[[ DOCUMENT EXCERPT open ]]

Michigan coyotes in most of the Lower Peninsula are the “top dogs” in the local food chain and can dine on a wide variety of small animals, including rabbits and rodents, along with berries and other plant foods, insects, human garbage and even outdoor pet food.

But in the Upper Peninsula, coyotes coexist with gray wolves and play a subordinate role in the food web. As a result, the diets of U.P. coyotes contain less meat than Lower Peninsula coyotes.

That’s one of the findings of a University of Michigan study of the diets and gut microbiomes of three Michigan coyote populations, published in the Journal of Animal Ecology.

The food-web study involved the genetic analysis of more than 350 carnivore scat samples—58 of which were confirmed as coyote scat—collected at three Michigan locations, one in the Upper Peninsula and two in the Lower Peninsula: the Huron Mountain Club in the U.P.; the University of Michigan Biological Station, at the northern tip of the Lower Peninsula near Pellston; and the Shiawassee National Wildlife Refuge near Saginaw.

The study also used photos from hundreds of motion-triggered wildlife cameras at the three sites to document local mammal populations, which include various coyote prey species. The camera network was established over the last several years by U-M wildlife ecologist Nyeema Harris, director of the Applied Wildlife Ecology Laboratory in the Department of Ecology and Evolutionary Biology and senior author of the new study.

[[ DOCUMENT EXCERPT closed ]]
[[ EXTRACTED RECORDS open ]]

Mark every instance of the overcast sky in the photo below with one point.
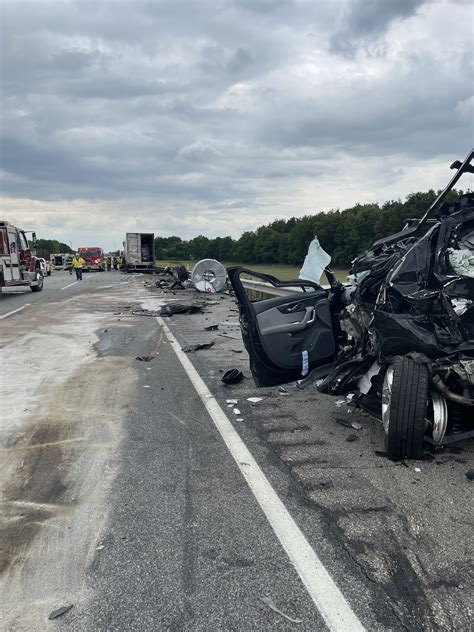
(214, 117)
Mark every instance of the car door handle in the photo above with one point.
(290, 328)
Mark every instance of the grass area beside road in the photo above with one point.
(280, 271)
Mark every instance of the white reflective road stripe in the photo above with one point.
(14, 311)
(326, 596)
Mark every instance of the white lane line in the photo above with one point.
(70, 285)
(14, 311)
(326, 596)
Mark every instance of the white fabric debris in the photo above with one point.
(315, 262)
(462, 261)
(460, 305)
(365, 382)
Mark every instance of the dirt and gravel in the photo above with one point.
(119, 498)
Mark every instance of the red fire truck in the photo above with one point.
(94, 258)
(19, 266)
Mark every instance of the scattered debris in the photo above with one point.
(180, 308)
(59, 612)
(348, 424)
(209, 276)
(352, 437)
(146, 312)
(198, 347)
(268, 601)
(231, 336)
(232, 376)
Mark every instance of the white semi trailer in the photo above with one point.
(139, 252)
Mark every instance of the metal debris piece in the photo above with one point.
(232, 376)
(352, 437)
(198, 347)
(209, 276)
(268, 601)
(180, 308)
(59, 612)
(230, 336)
(146, 312)
(348, 424)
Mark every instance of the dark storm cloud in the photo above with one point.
(364, 19)
(238, 104)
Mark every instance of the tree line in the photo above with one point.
(342, 233)
(45, 247)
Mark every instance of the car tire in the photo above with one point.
(404, 406)
(39, 279)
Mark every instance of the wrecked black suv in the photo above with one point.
(400, 333)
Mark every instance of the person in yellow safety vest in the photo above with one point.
(78, 264)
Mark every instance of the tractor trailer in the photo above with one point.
(139, 252)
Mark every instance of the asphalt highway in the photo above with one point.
(135, 493)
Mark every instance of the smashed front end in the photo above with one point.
(412, 295)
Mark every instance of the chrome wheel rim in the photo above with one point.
(387, 397)
(440, 417)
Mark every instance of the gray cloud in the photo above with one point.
(250, 106)
(367, 20)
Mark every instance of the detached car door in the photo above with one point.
(285, 336)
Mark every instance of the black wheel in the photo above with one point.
(404, 406)
(39, 279)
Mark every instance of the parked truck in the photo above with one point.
(139, 252)
(94, 258)
(19, 266)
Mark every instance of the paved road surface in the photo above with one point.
(121, 496)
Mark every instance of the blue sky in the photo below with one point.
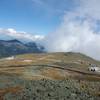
(34, 16)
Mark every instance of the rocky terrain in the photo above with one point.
(49, 76)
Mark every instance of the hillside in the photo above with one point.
(49, 76)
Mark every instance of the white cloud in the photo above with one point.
(20, 35)
(77, 31)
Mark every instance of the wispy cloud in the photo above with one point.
(54, 6)
(77, 31)
(20, 35)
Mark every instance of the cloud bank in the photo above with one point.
(78, 32)
(11, 33)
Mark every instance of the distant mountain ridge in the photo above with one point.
(14, 47)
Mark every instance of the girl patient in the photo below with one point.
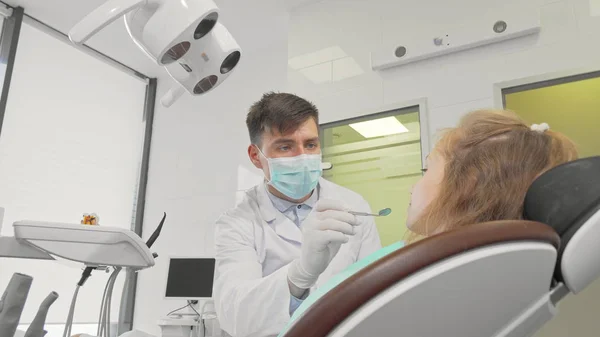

[[ EXTRACTED RECORDS closed ]]

▸ TASKS TO COMPLETE:
**1.** Rewrite the passage on Michigan coyote diets, starting with "But in the Upper" and going on through "Lower Peninsula coyotes.", and put "secondary" in place of "subordinate".
**2.** Extend the article on Michigan coyote diets, picking up after its final sentence.

▸ PER-TASK ANSWERS:
**1.**
But in the Upper Peninsula, coyotes coexist with gray wolves and play a secondary role in the food web. As a result, the diets of U.P. coyotes contain less meat than Lower Peninsula coyotes.

**2.**
“The co-occurrence of gray wolves and coyotes at the Huron Mountain Club may cause the  suppression of subordinate coyotes, forcing individuals to alter their consumption patterns and switch to alternate food sources,” said Harris, an assistant professor in the U-M Department of Ecology and Evolutionary Biology.

But at Lower Peninsula locations such as the Shiawassee National Wildlife Refuge, coyotes remain the top predator, with no observed pressure from gray wolves. These peninsular differences are reflected in the nitrogen-isotope ratios observed in the U-M scat study, said Shawn Colborn, the first author of the Journal of Animal Ecology paper.

The other authors of the study, in addition to Colborn and Harris, are Corbin Kuntze, a former U-M EEB master’s student and Gabriel Gadsden of U-M’s Applied Wildlife Ecology Lab and the Urban Energy Justice Lab at U-M’s School for Environment and Sustainability.